───── Records supplied

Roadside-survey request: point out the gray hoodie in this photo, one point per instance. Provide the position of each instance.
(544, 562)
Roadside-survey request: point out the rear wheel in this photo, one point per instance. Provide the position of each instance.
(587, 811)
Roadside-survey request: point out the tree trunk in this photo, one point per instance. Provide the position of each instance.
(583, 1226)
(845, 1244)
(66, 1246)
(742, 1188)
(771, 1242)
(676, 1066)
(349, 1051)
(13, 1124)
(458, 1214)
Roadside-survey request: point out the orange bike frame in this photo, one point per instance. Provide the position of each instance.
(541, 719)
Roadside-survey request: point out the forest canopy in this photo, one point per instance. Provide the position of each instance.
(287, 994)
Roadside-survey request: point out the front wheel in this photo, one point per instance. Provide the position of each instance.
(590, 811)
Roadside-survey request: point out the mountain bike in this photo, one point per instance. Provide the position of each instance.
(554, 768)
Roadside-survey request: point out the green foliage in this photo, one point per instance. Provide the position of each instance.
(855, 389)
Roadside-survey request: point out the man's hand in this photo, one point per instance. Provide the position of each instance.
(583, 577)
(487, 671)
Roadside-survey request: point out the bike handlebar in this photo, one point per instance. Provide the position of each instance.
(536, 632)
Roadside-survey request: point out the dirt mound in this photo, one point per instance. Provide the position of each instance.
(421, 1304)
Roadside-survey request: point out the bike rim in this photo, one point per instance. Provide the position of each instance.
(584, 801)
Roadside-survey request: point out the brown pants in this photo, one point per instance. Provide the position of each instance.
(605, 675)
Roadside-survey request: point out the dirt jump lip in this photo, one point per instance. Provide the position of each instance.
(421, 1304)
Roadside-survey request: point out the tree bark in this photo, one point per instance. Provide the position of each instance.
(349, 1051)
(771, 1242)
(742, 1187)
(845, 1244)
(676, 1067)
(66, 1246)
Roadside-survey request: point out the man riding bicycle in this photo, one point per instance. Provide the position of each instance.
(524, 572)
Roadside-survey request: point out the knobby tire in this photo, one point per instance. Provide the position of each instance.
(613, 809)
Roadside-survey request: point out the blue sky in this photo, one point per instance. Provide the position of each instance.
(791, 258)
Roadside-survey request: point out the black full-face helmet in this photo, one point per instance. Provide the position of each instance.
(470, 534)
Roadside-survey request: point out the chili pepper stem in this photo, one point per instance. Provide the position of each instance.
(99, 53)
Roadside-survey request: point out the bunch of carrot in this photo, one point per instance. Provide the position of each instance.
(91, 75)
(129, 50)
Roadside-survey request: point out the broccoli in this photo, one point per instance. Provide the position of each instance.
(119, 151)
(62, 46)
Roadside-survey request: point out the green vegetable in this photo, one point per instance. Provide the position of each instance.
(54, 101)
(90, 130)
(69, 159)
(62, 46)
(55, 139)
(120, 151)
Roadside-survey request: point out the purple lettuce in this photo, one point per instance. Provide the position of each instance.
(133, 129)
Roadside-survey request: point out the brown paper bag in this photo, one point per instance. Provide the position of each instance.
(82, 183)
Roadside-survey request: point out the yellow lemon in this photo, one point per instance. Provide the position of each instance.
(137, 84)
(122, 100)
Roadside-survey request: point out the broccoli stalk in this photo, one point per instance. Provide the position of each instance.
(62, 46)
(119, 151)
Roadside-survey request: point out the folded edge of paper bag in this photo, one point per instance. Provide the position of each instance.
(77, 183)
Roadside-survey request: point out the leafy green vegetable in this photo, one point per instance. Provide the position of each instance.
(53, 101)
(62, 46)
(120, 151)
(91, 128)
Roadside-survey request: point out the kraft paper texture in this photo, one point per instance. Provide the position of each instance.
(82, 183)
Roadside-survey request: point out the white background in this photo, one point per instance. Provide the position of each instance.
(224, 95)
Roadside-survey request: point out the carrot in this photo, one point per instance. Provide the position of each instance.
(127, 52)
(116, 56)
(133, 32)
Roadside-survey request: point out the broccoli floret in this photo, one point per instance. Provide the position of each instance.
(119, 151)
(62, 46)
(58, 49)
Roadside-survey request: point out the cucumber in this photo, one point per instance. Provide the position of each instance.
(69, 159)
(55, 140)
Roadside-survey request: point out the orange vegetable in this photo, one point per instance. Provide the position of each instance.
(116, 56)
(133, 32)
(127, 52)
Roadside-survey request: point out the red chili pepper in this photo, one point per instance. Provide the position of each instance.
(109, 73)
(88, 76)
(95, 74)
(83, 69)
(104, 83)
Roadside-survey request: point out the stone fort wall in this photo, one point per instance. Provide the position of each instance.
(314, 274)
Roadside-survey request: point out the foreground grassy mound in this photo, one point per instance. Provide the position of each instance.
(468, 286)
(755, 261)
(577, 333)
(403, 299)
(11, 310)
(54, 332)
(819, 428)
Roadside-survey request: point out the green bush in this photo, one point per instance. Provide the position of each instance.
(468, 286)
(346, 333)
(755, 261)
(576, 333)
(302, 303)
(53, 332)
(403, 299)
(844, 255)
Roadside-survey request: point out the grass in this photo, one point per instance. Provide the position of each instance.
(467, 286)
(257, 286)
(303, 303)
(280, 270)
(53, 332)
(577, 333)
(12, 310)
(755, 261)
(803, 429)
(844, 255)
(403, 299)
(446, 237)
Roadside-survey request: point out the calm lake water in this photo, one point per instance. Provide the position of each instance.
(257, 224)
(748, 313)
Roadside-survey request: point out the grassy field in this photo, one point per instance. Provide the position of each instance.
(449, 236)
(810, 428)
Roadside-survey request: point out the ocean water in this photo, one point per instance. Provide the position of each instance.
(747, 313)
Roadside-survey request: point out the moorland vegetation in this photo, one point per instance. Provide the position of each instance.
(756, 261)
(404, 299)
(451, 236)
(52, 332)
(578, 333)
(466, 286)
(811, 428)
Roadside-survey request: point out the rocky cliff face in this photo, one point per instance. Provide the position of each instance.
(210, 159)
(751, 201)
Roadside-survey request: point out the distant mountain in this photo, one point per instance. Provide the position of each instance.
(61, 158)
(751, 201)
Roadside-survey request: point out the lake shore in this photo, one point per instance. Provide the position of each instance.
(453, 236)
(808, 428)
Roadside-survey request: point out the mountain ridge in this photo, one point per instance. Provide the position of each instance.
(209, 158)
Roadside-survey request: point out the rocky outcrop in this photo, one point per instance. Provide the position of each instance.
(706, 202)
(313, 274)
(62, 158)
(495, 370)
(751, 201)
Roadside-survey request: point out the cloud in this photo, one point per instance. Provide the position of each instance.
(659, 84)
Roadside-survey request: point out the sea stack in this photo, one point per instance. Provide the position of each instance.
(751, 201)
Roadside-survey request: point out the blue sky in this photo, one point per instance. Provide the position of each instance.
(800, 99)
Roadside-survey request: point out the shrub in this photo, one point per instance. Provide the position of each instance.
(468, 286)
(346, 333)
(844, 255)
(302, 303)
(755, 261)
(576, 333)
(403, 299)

──────────

Retype the entries exactly, including every line.

Roadside-survey request: point out the gray hoodie in this photo, one point per instance. Provide the position of each instance.
(544, 562)
Roadside-survey request: point out the rear wheel in this photo, one point per instance. Provide the position of each instance.
(587, 811)
Roadside-survey request: point out the tree trunk in this photo, one point per instance. Provide the position of each instance.
(583, 1226)
(845, 1244)
(66, 1246)
(742, 1188)
(771, 1242)
(676, 1066)
(349, 1051)
(13, 1124)
(458, 1214)
Roadside-survey request: point out the orange bike frame in this photo, one point per instance. Provide the position of each instance.
(541, 719)
Roadside-survey request: point out the forest canopy in this photo, one point per instance. Provide the position of each instance.
(287, 994)
Roadside-survey request: point out the front wheel in this photo, one point per instance. Provide the position of each instance.
(590, 811)
Roadside-survey request: point out the mountain bike in this photo, one point per instance. Provide the position of each instance.
(554, 768)
Roadside-survey request: point out the green foliage in this photo, one point per instance. Provide the position of each instance.
(855, 389)
Roadside-survey request: point out the man's hand in this photo, one point per instance. Provide the position of each instance.
(583, 577)
(487, 671)
Roadside-survey request: point out the bike handlebar in this photo, one point per instance. Provide the position of each instance.
(536, 632)
Roadside-survey request: point out the dirt mound in this photo, one point per instance. Provide the position of each instance.
(421, 1304)
Roadside-survey request: point out the bike rim in this photo, one point per instance. Provide the position of each instance.
(584, 801)
Roadside-survey request: point out the brown pants in this photo, one point per instance. Provide the position of each instance.
(605, 675)
Roadside-survey request: point out the dirt jump lip in this photo, one point per instance. Provide the position of each instance.
(421, 1304)
Roadside-survey request: point out the tree bark in this photo, one point per instance. Provide the position of each instance.
(349, 1051)
(771, 1242)
(742, 1187)
(845, 1244)
(676, 1067)
(66, 1246)
Roadside-survey request: point out the man riding bicycle in this photo, one point per instance. Provide the position of each instance.
(524, 572)
Roadside-survey request: point out the knobby tire in this photo, one point per instance. Provide the position of each instance.
(613, 809)
Roadside-survey request: point out the blue sky in this photo, one point per instance. Provide the position of each instance.
(791, 258)
Roadside-survey request: point out the black full-face helmet in this photo, one point per instance. Provide the position of each instance.
(470, 534)
Roadside-survey request: point out the chili pepper stem in this photo, one point per instance. Provide the position of each instance.
(99, 53)
Roadside-survey request: point out the bunch of carrot in this photo, one point per instance. Provide the position of each instance.
(91, 75)
(129, 50)
Roadside-survey request: point out the broccoli in this photo, one point per instance. Provide the position of each instance.
(119, 151)
(62, 46)
Roadside-survey request: point out the green vegetable in this photo, one point per instance. Provide the position of each instance.
(54, 101)
(90, 130)
(69, 159)
(62, 46)
(55, 139)
(120, 151)
Roadside-survey request: point out the purple lettuce in this photo, one point per instance. Provide the position of each instance.
(133, 129)
Roadside-survey request: point out the brown paper bag in this photo, one point per instance. Provide the position of each instance.
(82, 183)
Roadside-survey request: point out the yellow lemon in this photo, one point per instance. Provide the position of each instance.
(137, 84)
(122, 100)
Roadside-survey request: point out the broccoli stalk in this photo, one point per instance. Provide the position of each instance.
(62, 46)
(119, 151)
Roadside-survey request: point out the folded edge of paper bag in this photo, one point per instance. Provide the position of each instance.
(77, 183)
Roadside-survey request: point out the leafy green vegetable in this photo, one point per instance. Provide the position of each instance.
(53, 101)
(62, 46)
(120, 151)
(91, 128)
Roadside-survey request: point out the kraft paper texture in this photo, one point per instance. Provide the position of each instance.
(82, 183)
Roadside-survey request: point out the white background in this photo, one point per instance. Provide the position of each instance.
(224, 95)
Roadside-survey request: point out the carrot in this photo, one point per instance. Provide the position of each instance.
(127, 52)
(116, 56)
(133, 32)
Roadside-survey request: point out the broccoli floret in this photo, one point per instance. Provide the position of each instance.
(119, 151)
(62, 46)
(58, 49)
Roadside-survey request: point out the cucumber in this photo, one point per instance. Provide the position of each instance.
(69, 159)
(55, 140)
Roadside-survey request: point out the orange vegetable in this photo, one point per instance. Provide the position of each instance.
(116, 56)
(133, 32)
(127, 52)
Roadside-survey request: point out the red chili pepper in this photo, one point per instance. Provide the position of each instance.
(109, 73)
(88, 76)
(95, 74)
(83, 69)
(104, 83)
Roadside-survey request: point out the stone fort wall in this photo, one point per instance. Provide the position of each instance.
(314, 274)
Roadside-survey request: point out the foreground grassy mound in this photo, one point per instance. Provide the position of each instance.
(468, 286)
(755, 261)
(577, 333)
(403, 299)
(11, 310)
(54, 332)
(819, 428)
Roadside-survey request: point out the green bush in this photo, one point per instance. Provide the position of each instance.
(468, 286)
(346, 333)
(755, 261)
(576, 333)
(302, 303)
(53, 332)
(403, 299)
(844, 255)
Roadside-survey request: point out the grass in this photo, one point per instance. Provide the position of each instance.
(467, 286)
(257, 286)
(303, 303)
(280, 270)
(53, 332)
(577, 333)
(12, 310)
(755, 261)
(803, 429)
(844, 255)
(403, 299)
(446, 237)
Roadside-survey request: point out the calm lake water in this photo, one point per instance. Provide the position of each instance.
(257, 224)
(748, 313)
Roadside-survey request: point out the grassy field in this photo, one point per instance. Provide the position of each instance.
(449, 236)
(810, 428)
Roadside-survey request: point out the ocean water in this photo, one point per instance. Provide the position of each instance.
(747, 313)
Roadside-survey request: point out the moorland vegetation in this photo, one point per instance. Provide the position of each instance.
(756, 261)
(404, 299)
(451, 236)
(52, 332)
(578, 333)
(466, 286)
(811, 428)
Roadside-survey request: point out the rocky cliff face in this photo, one point per instance. Provide the position of each instance.
(210, 159)
(751, 201)
Roadside-survey request: point out the distant mountain in this photo, one point per instance. Provide the position of each instance.
(61, 158)
(751, 201)
Roadside-survey request: point out the lake shore in this photo, one point per instance. Provide the position of each instance.
(453, 236)
(808, 428)
Roadside-survey request: point out the mountain ridge in this photo, one point per instance. Provide the position of each instance.
(209, 158)
Roadside-survey request: point out the rocky outcrop in this photo, one point per instance. Provide the position of each instance.
(706, 202)
(313, 274)
(62, 158)
(495, 370)
(751, 201)
Roadside-survey request: point out the cloud in this photo, one point per instance. Provide the position of each instance.
(659, 84)
Roadside-survey request: point out the sea stack in this photo, one point per instance. Provide the position of each instance.
(751, 201)
Roadside-survey request: point out the blue sky in this photo, one point per instance. Provide the position of each instance.
(800, 99)
Roadside-survey request: point out the shrub in this photo, one point per instance. Provide the position of each instance.
(468, 286)
(346, 333)
(844, 255)
(302, 303)
(755, 261)
(576, 333)
(403, 299)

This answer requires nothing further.